Ausgewählter Auszug ▸
+ + + + + + +

Im Buddhismus wissen wir, woran wir interessiert sind. Wir können zurückgehen zu den vier edlen Wahrheiten: Leiden, die Ursache von Leiden, Vergehen und der Pfad. Und ganz besonders sind wir interessiert an der zweiten Wahrheit, der Ursache des Leidens. Wir wissen, dass Begierde der Ursprung des Leidens ist, aber worauf beruht diese Begierde ? Wir wissen, dass sie auf der Anhaftung am Selbst beruht, aber verstehen wir das auch wirklich ? Das wird das Kernstück unserer Untersuchungen bilden. Und schließlich werden wir zu der Schlussfolgerung gelangen, dass das Anhaften am Selbst auf der falschen Betrachtungsweise des Selbst beruht. Es geht nicht darum, das Selbst zu verleugnen. Und es geht auch nicht darum, ein reales Selbst zu haben, von dem wir glauben, dass wir es irgendwie bestrafen müssen, wie die alten Hindu-Asketen, sondern dass das ein Fehler ist.

+ + + + + + +

Extrahierte Einträge ▸

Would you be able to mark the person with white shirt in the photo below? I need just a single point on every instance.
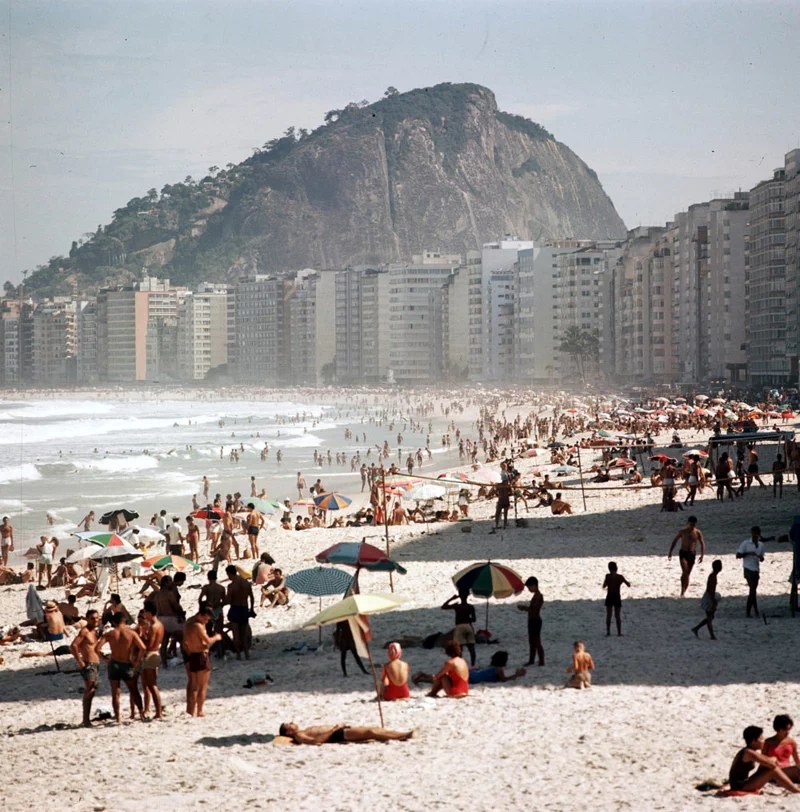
(751, 552)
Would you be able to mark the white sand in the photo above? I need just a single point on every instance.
(666, 710)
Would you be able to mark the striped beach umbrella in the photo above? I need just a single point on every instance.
(175, 562)
(332, 501)
(489, 579)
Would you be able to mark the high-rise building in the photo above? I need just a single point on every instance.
(765, 292)
(202, 332)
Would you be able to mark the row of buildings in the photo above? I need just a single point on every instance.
(713, 295)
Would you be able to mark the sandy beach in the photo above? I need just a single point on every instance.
(665, 713)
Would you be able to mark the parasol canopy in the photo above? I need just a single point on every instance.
(487, 578)
(332, 501)
(319, 581)
(359, 554)
(175, 562)
(355, 605)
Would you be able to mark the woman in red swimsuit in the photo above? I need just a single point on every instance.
(454, 676)
(394, 676)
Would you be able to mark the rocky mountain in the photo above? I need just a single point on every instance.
(438, 168)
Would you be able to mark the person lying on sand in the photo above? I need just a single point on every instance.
(340, 734)
(751, 758)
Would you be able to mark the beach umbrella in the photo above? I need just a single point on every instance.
(332, 501)
(359, 555)
(355, 610)
(212, 514)
(175, 562)
(425, 491)
(137, 533)
(489, 579)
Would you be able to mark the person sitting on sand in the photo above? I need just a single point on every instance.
(581, 668)
(394, 675)
(453, 677)
(559, 507)
(495, 672)
(340, 734)
(783, 747)
(749, 758)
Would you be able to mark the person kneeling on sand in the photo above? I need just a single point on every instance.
(559, 506)
(340, 734)
(582, 665)
(394, 675)
(453, 677)
(749, 758)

+ + + + + + +

Arbeitsauftrag ▸ Zitieren Sie aus dem Auszug über die Ursache des Leidens die Stelle, die mit „Im Buddhismus wissen“ beginnt und bis „ein Fehler ist.“ reicht. Die Einträge stammen aus einer anderen Quelle als der Auszug.

Erwartete Antwort ▸
Im Buddhismus wissen wir, woran wir interessiert sind. Wir können zurückgehen zu den vier edlen Wahrheiten: Leiden, die Ursache von Leiden, Vergehen und der Pfad. Und ganz besonders sind wir interessiert an der zweiten Wahrheit, der Ursache des Leidens. Wir wissen, dass Begierde der Ursprung des Leidens ist, aber worauf beruht diese Begierde ? Wir wissen, dass sie auf der Anhaftung am Selbst beruht, aber verstehen wir das auch wirklich ? Das wird das Kernstück unserer Untersuchungen bilden. Und schließlich werden wir zu der Schlussfolgerung gelangen, dass das Anhaften am Selbst auf der falschen Betrachtungsweise des Selbst beruht. Es geht nicht darum, das Selbst zu verleugnen. Und es geht auch nicht darum, ein reales Selbst zu haben, von dem wir glauben, dass wir es irgendwie bestrafen müssen, wie die alten Hindu-Asketen, sondern dass das ein Fehler ist.